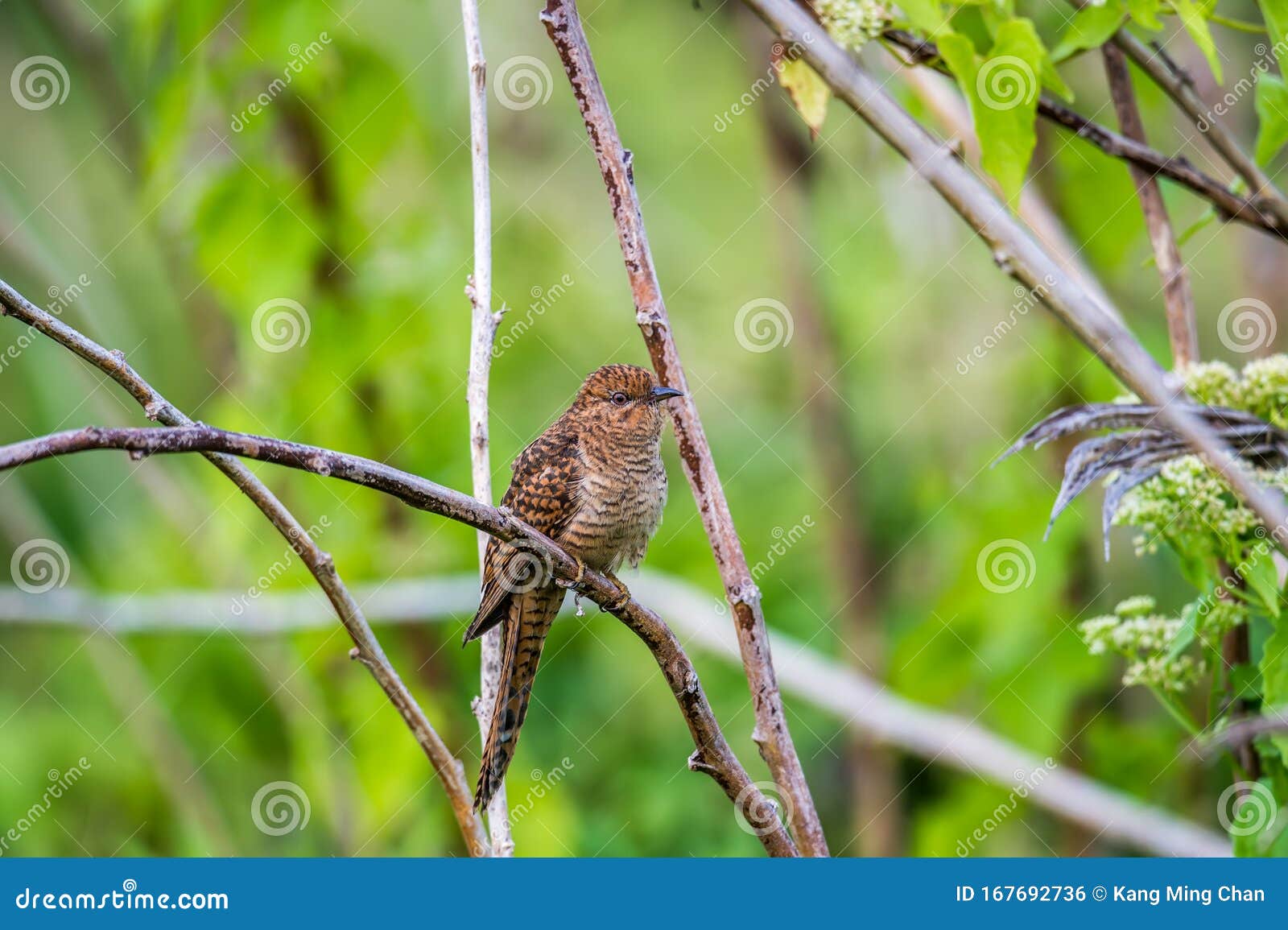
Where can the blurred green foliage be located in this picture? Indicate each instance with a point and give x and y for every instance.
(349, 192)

##############################

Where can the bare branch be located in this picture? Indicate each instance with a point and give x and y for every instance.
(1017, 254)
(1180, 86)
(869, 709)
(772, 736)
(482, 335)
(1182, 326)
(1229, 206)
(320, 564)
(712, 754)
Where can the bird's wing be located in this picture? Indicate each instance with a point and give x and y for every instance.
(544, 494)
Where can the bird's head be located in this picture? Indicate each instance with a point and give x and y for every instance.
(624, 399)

##############################

PROBLEM STATEMENT — Count the lines in the entries above that contain the string "bird", and reply with only that number.

REPLY TO THE EXERCISE — 2